_BRIEF_: Render everything from the start of the material down to the line containing "[[[122,559],[123,679],[147,697],[196,688],[193,613],[167,581]]]", both ends included, as a numbered list with blank lines omitted. Leave the pictures out.

_DATA IN THIS EXERCISE_:
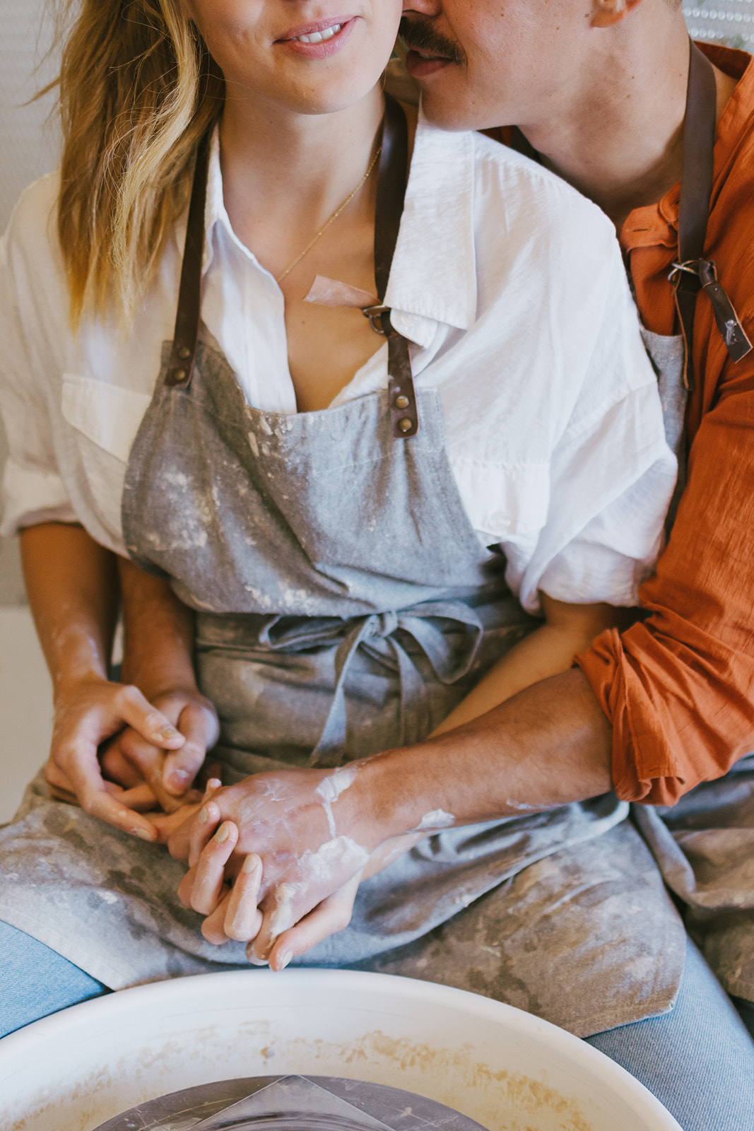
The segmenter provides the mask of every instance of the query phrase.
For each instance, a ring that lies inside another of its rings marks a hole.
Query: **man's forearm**
[[[578,670],[536,683],[486,715],[361,763],[343,801],[385,836],[521,815],[613,788],[612,728]],[[448,818],[439,815],[439,824]]]
[[[115,555],[80,526],[44,523],[21,532],[28,602],[55,698],[81,679],[106,679],[118,616]]]
[[[122,559],[123,679],[147,697],[196,688],[193,613],[167,581]]]

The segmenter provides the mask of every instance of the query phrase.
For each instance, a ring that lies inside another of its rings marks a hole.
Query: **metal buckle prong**
[[[384,328],[382,326],[382,316],[385,311],[390,310],[390,307],[363,307],[362,314],[364,318],[369,318],[370,326],[375,334],[380,334],[383,338],[385,337]]]

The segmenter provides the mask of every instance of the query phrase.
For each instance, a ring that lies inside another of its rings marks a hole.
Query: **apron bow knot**
[[[335,694],[322,734],[311,754],[312,766],[339,766],[343,761],[346,745],[345,683],[358,648],[398,671],[400,744],[405,745],[424,737],[430,729],[426,706],[424,710],[416,711],[424,681],[406,650],[408,641],[405,637],[410,637],[419,646],[437,679],[449,684],[468,674],[484,632],[474,608],[460,601],[433,601],[401,612],[371,613],[345,621],[344,627],[346,634],[335,656]],[[449,639],[451,633],[457,636],[459,632],[462,633],[460,640]],[[410,711],[406,709],[409,705]],[[413,719],[410,734],[407,733],[409,717]]]

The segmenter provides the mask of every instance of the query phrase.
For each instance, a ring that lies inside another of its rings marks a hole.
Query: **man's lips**
[[[444,70],[445,67],[450,67],[452,59],[448,59],[445,55],[434,55],[428,51],[419,51],[417,48],[411,48],[411,50],[406,55],[406,70],[421,83],[422,79],[428,78],[431,75],[436,75],[437,71]]]

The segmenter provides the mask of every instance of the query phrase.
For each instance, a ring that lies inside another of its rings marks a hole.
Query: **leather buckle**
[[[362,314],[364,318],[369,318],[370,325],[375,334],[380,334],[383,338],[388,336],[388,331],[382,325],[382,316],[390,310],[389,307],[363,307]]]

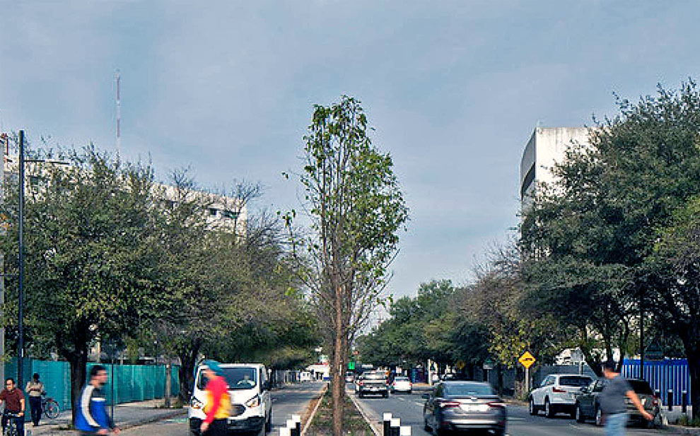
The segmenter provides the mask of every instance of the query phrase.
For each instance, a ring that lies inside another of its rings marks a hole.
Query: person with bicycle
[[[32,379],[27,382],[24,390],[29,395],[29,408],[32,412],[32,423],[34,427],[39,425],[41,418],[41,396],[45,394],[44,384],[39,381],[39,374],[34,373]]]
[[[15,387],[15,379],[11,377],[5,380],[5,389],[0,392],[0,406],[3,404],[5,405],[5,411],[2,413],[3,434],[11,419],[17,424],[18,436],[24,436],[24,395],[22,389]]]
[[[107,369],[101,365],[90,368],[90,382],[84,388],[78,402],[76,428],[81,436],[106,435],[110,430],[119,435],[119,428],[115,425],[105,407],[107,399],[102,387],[107,383]]]

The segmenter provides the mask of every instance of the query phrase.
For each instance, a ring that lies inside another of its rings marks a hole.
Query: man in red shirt
[[[226,436],[227,418],[231,416],[231,400],[228,395],[228,384],[223,378],[223,370],[216,360],[206,360],[204,375],[206,383],[206,418],[199,430],[206,436]]]
[[[5,425],[7,420],[11,419],[7,416],[8,413],[19,415],[14,418],[17,421],[17,434],[24,436],[24,395],[21,389],[15,387],[15,379],[12,378],[5,380],[5,389],[0,392],[0,406],[5,404],[5,411],[2,414],[2,432],[5,432]]]

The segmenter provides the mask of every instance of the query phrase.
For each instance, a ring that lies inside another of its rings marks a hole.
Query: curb
[[[119,428],[119,430],[126,430],[127,428],[132,428],[134,427],[139,427],[139,425],[144,425],[144,424],[150,424],[151,423],[156,423],[158,421],[162,421],[166,419],[170,419],[171,418],[175,418],[175,416],[180,416],[180,415],[187,415],[187,411],[180,409],[177,411],[173,411],[171,413],[163,413],[159,416],[153,416],[151,418],[147,418],[142,420],[139,420],[136,421],[131,421],[124,423],[123,425],[117,426]],[[117,423],[115,423],[115,425]]]
[[[313,406],[313,410],[311,411],[311,413],[309,414],[309,417],[306,419],[306,422],[304,423],[304,428],[301,429],[301,435],[300,436],[304,436],[306,434],[306,431],[309,429],[311,425],[311,422],[313,420],[313,417],[316,416],[316,412],[318,411],[318,407],[321,405],[321,399],[323,396],[326,394],[326,391],[328,390],[328,384],[326,384],[323,389],[321,389],[321,393],[318,396],[318,401],[316,401],[316,405]]]
[[[352,403],[355,405],[355,408],[357,408],[358,412],[360,412],[360,415],[362,416],[363,419],[365,420],[367,425],[372,429],[372,432],[374,433],[375,436],[381,436],[382,430],[380,430],[379,426],[377,424],[375,424],[372,420],[369,418],[367,416],[367,413],[362,408],[362,406],[360,406],[360,403],[357,401],[357,400],[355,399],[355,396],[349,393],[347,390],[345,391],[345,394],[350,397],[350,399],[352,401]]]

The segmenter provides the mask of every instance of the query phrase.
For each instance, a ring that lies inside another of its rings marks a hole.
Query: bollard
[[[389,424],[389,435],[390,436],[399,436],[399,428],[401,427],[401,420],[398,418],[391,418],[391,422]]]
[[[289,429],[289,436],[300,436],[296,432],[296,423],[294,422],[294,420],[287,420],[287,428]]]
[[[384,432],[383,434],[384,435],[384,436],[390,436],[389,429],[392,418],[391,413],[385,413],[382,418],[383,418],[382,420],[384,423],[384,428],[383,428]]]
[[[296,428],[296,436],[301,436],[301,415],[292,415],[292,420]]]

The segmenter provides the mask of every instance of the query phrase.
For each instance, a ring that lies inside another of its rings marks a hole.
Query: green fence
[[[88,364],[88,374],[95,363]],[[115,365],[101,364],[107,368],[110,378],[105,386],[108,403],[112,403],[112,372],[115,404],[143,401],[163,398],[165,391],[166,367],[163,365]],[[46,387],[49,396],[56,399],[62,410],[71,407],[71,370],[67,362],[52,360],[23,360],[25,383],[37,372]],[[113,368],[113,370],[112,370]],[[170,368],[170,390],[173,396],[180,394],[179,366]],[[13,358],[5,364],[5,377],[16,377],[17,360]],[[24,387],[21,387],[23,389]]]

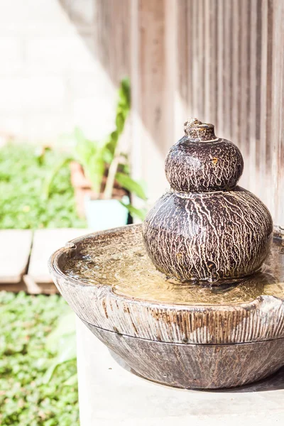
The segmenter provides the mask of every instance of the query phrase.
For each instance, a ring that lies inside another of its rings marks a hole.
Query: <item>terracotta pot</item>
[[[70,163],[71,182],[74,187],[75,197],[76,202],[76,209],[79,217],[86,218],[88,215],[86,214],[86,205],[89,204],[89,201],[97,201],[102,199],[102,194],[97,194],[92,190],[92,182],[86,178],[84,173],[83,168],[77,161]],[[102,190],[106,182],[106,176],[104,176],[102,180]],[[129,197],[129,194],[121,188],[117,182],[114,182],[114,187],[112,192],[112,200],[122,200],[126,196]],[[127,221],[126,221],[127,223]],[[121,223],[121,226],[126,224]],[[110,225],[109,227],[115,227],[116,225]],[[91,228],[92,229],[92,226]],[[98,229],[97,229],[98,230]]]

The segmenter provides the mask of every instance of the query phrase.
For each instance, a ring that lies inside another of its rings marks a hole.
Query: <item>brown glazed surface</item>
[[[148,258],[141,225],[76,239],[50,268],[76,314],[97,327],[169,343],[272,340],[284,337],[284,238],[275,235],[263,271],[224,286],[167,280]]]
[[[141,376],[230,388],[284,364],[284,234],[274,235],[261,272],[226,286],[167,280],[147,256],[141,225],[76,239],[50,269],[78,317]]]
[[[236,186],[244,163],[234,143],[196,119],[185,124],[185,132],[165,160],[171,191],[144,221],[147,251],[159,271],[182,281],[219,284],[250,275],[269,252],[271,216]]]

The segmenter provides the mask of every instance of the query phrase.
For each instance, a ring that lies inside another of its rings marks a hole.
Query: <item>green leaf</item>
[[[133,180],[130,176],[119,173],[116,175],[116,179],[119,185],[121,185],[123,188],[129,191],[129,192],[135,194],[135,195],[137,195],[137,197],[144,201],[147,200],[146,195],[145,194],[142,185],[136,180]]]
[[[131,204],[126,204],[124,203],[122,201],[120,201],[119,202],[128,209],[128,211],[129,212],[129,213],[131,214],[131,215],[133,217],[136,217],[138,219],[140,219],[141,221],[144,220],[146,213],[147,213],[146,209],[136,209],[136,207],[134,207]]]
[[[66,315],[62,316],[57,327],[51,332],[46,339],[45,347],[48,351],[51,353],[57,352],[60,339],[64,339],[65,336],[70,334],[75,334],[75,315],[72,311],[67,312]]]
[[[76,359],[76,337],[75,334],[62,337],[58,343],[58,355],[54,359],[43,376],[43,381],[45,384],[49,383],[59,366],[69,361]]]

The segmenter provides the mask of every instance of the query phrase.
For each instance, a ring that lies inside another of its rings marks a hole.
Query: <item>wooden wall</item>
[[[169,147],[197,116],[239,146],[241,184],[284,224],[283,0],[95,2],[102,62],[114,80],[131,75],[133,173],[151,201],[168,187]]]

_RESULT OF THE TASK_:
1. The segmenter provides the mask of every instance of the query phrase.
2. For each instance, a ring that lies inside another of its rings marks a hole.
3. Query: **man's forearm**
4. [[[578,670],[536,683],[486,715],[361,763],[343,801],[385,836],[521,815],[613,788],[612,728]],[[448,818],[439,815],[439,824]]]
5. [[[115,555],[80,526],[44,523],[21,532],[28,602],[55,698],[81,679],[106,679],[118,616]]]
6. [[[122,559],[123,679],[147,697],[196,688],[193,613],[167,581]]]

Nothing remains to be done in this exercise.